__What is asked__: Which lines in the listing below contain the word "wheel"? Pick out each of them and copy it in full.

====== Given records

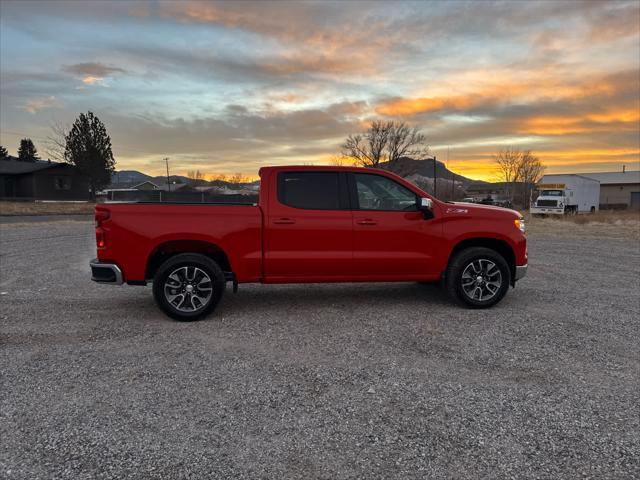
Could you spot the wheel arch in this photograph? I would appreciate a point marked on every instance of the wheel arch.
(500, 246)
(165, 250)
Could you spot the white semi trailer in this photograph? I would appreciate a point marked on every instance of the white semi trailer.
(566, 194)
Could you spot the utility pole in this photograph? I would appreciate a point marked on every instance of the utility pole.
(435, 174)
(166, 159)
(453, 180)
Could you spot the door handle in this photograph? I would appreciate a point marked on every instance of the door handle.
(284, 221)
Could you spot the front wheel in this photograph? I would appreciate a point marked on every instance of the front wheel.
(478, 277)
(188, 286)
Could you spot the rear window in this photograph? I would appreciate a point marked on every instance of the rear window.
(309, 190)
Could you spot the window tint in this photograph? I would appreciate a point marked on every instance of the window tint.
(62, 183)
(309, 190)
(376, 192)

============
====== Given records

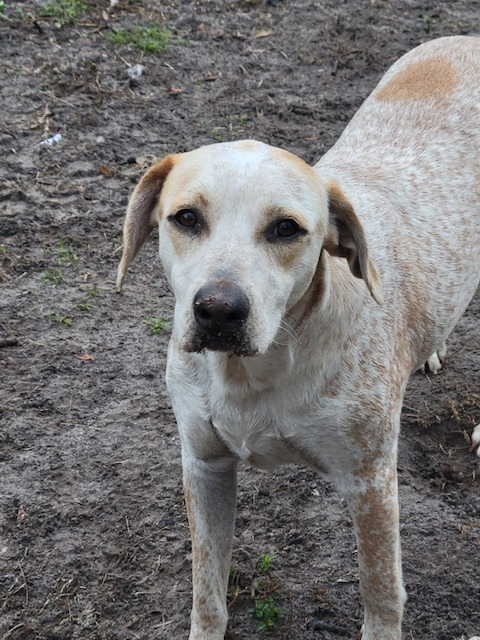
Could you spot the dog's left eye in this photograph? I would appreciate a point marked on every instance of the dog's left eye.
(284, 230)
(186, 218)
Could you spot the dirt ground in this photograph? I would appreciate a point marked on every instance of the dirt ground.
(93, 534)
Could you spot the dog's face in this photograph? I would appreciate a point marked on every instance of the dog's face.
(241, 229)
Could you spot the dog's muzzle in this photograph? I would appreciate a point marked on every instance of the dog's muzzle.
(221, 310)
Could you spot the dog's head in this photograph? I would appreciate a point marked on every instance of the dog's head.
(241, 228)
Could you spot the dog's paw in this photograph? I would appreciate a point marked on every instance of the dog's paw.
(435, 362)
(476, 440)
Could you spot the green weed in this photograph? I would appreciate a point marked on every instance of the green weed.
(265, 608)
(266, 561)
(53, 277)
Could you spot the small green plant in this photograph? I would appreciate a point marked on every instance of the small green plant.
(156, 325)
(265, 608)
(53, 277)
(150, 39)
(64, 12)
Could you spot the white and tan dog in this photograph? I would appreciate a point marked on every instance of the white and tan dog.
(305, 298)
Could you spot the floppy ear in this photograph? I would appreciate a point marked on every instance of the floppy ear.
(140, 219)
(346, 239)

============
====== Given records

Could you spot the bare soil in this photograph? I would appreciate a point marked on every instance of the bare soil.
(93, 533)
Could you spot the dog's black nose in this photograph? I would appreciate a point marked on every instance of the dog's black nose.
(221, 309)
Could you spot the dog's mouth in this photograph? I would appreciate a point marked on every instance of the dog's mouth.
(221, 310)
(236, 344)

============

__Expected output__:
Could you spot the wheel arch in this photograph? I would appreciate a point marked on every instance of the wheel arch.
Could you spot the front wheel in this photograph? I would appreciate a point marked on every instance of the front wheel.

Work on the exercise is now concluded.